Instruction - Express the rows as a JSON list of strings, one string per line, from the line with "Where can the concrete channel" through the last of the rows, with blank lines omitted. Leave the pictures out of the list.

(Rows from a data collection)
□ □ □ □ □ □ □

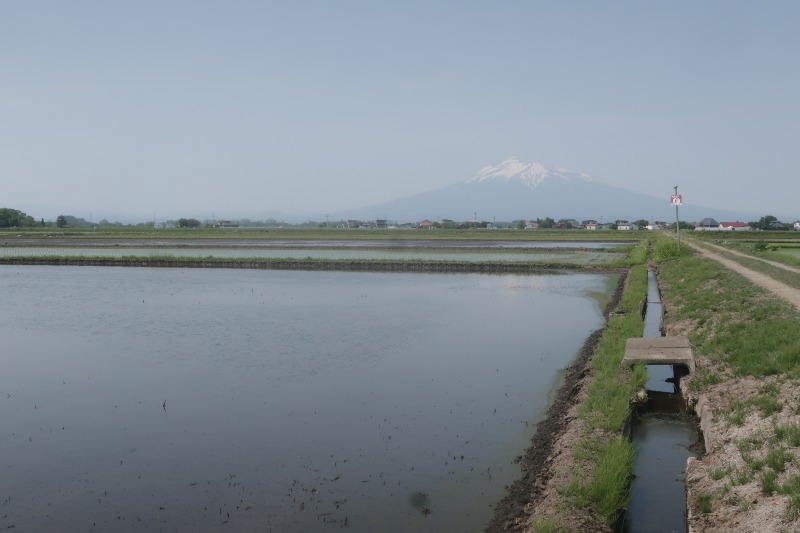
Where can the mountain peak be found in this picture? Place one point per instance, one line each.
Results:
(531, 174)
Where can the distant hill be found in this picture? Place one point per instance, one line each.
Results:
(514, 190)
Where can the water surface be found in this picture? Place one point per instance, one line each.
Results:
(203, 400)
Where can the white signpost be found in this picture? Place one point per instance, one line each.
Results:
(676, 200)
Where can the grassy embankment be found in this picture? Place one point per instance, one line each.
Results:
(743, 331)
(604, 456)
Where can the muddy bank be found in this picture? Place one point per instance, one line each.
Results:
(310, 264)
(513, 512)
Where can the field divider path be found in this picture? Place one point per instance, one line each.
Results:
(781, 290)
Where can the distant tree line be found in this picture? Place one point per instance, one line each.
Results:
(13, 218)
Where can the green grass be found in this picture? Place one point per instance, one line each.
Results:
(703, 503)
(607, 407)
(737, 323)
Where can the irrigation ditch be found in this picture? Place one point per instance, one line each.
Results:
(665, 434)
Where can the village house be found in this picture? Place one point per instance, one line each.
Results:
(707, 224)
(624, 225)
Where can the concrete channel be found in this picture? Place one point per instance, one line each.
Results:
(664, 431)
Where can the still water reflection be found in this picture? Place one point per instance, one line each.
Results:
(198, 400)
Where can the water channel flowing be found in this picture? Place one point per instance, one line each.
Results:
(664, 436)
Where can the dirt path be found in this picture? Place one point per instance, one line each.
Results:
(742, 505)
(781, 290)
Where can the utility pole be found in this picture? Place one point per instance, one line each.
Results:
(676, 201)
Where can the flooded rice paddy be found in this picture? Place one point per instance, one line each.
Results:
(588, 256)
(209, 400)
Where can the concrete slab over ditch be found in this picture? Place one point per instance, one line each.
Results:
(659, 351)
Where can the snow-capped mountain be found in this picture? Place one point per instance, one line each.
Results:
(516, 190)
(531, 174)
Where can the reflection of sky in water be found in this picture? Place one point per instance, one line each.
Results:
(316, 253)
(197, 399)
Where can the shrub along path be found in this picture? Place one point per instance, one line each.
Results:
(776, 287)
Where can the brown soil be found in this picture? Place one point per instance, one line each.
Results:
(739, 504)
(549, 464)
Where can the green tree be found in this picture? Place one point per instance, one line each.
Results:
(768, 222)
(546, 223)
(189, 223)
(13, 218)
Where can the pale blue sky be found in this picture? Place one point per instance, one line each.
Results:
(188, 108)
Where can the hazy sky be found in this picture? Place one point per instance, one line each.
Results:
(240, 108)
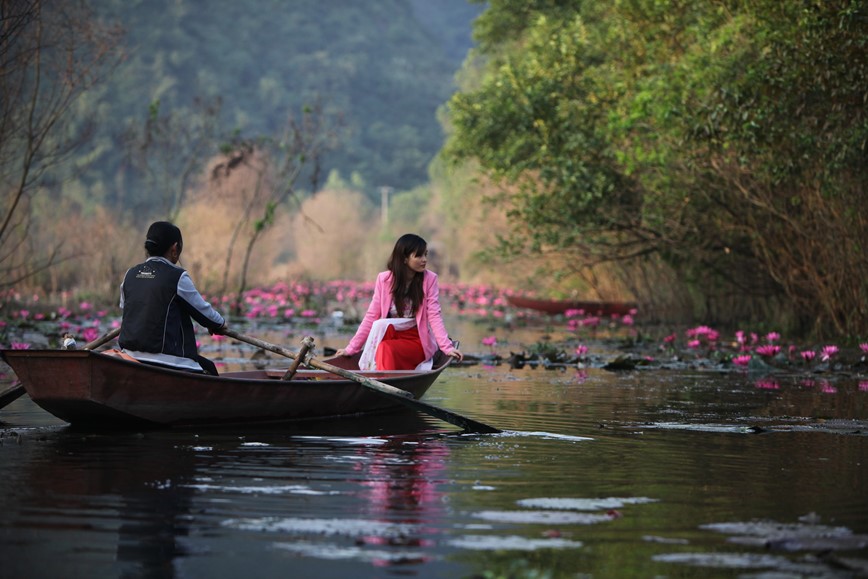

□ □ □ □ □ □ □

Solution for this exercise -
[
  "Where can the concrete channel be found in this picture? Place one point per instance, one line each.",
  "Results:",
  "(664, 431)",
  "Where can the still water reflection be found in this picture? Place one point per instance, one line each.",
  "Results:",
  "(198, 400)",
  "Where can the water channel flowing be found in this picture? Place one point per instance, one line each.",
  "Results:",
  "(664, 436)",
  "Where can the dirt path be found in this picture? Place one point per instance, one line each.",
  "Results:",
  "(742, 505)",
  "(781, 290)",
  "Where can the utility pole be found in this picture? Place one point per instance, one line each.",
  "Results:",
  "(676, 201)",
  "Where can the flooded rice paddy be found in this picture? Place one point per instance, one line each.",
  "Results:",
  "(588, 256)",
  "(209, 400)",
  "Where can the concrete slab over ditch be found in this picture? Place one point per instance, one line each.",
  "Results:",
  "(659, 351)",
  "Where can the snow-capped mountain be found in this picture? Place one point per instance, one line each.",
  "Results:",
  "(516, 190)",
  "(531, 174)",
  "Where can the reflection of sky in water be found in this picture? Place one point per instance, one line each.",
  "Results:",
  "(316, 253)",
  "(197, 399)",
  "Where can the shrub along path be found in this picture? Place one point per instance, one line each.",
  "Results:",
  "(776, 287)",
  "Where can the brown soil be found in this picture? Place one point per instance, one line each.",
  "Results:",
  "(739, 504)",
  "(549, 464)",
  "Where can the green tree be found in this picture? Place one point per instance, one line each.",
  "Results:",
  "(768, 222)",
  "(546, 223)",
  "(189, 223)",
  "(13, 218)",
  "Where can the pale blue sky be found in this picture? Place one point per instance, one line each.",
  "Results:",
  "(188, 108)",
  "Where can the hazy sky be found in this picture? Place one point per instance, one line each.",
  "Results:",
  "(240, 108)"
]